**AIM**
Output the lines below as a JSON list of strings with one string per line, skipping any blank lines and leaving out the pictures.

**EXERCISE DATA**
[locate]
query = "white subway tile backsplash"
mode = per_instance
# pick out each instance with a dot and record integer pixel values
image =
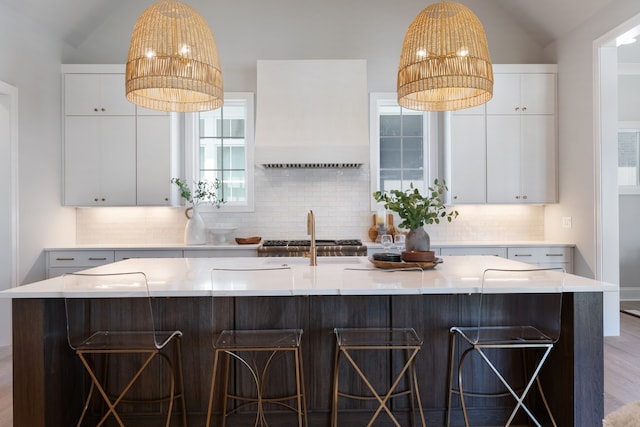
(341, 202)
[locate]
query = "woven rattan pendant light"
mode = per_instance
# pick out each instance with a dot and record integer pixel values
(173, 60)
(445, 63)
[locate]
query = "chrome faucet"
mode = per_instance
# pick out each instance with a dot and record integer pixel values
(311, 230)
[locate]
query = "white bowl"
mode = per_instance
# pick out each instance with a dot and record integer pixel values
(222, 234)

**SOLUTION FOR THIS PROBLEM**
[
  "[locate]",
  "query = \"white subway tile backsplash\"",
  "mode = per_instance",
  "# pick out each instance with a dot and record integer pixel values",
  "image =",
  "(341, 202)",
  "[locate]",
  "query = \"woven rattan pendant light\"",
  "mode = per_instance",
  "# pick out each instance with a dot and record integer pixel values",
  "(173, 60)",
  "(445, 63)",
  "[locate]",
  "query = \"chrome faucet\"",
  "mode = per_instance",
  "# pick out each instance with a dot and record integer pixel values",
  "(311, 230)",
  "[locate]",
  "query = \"white bowl\"",
  "mode = per_instance",
  "# pick out each instance with a dot and record integer pixel values",
  "(222, 234)"
]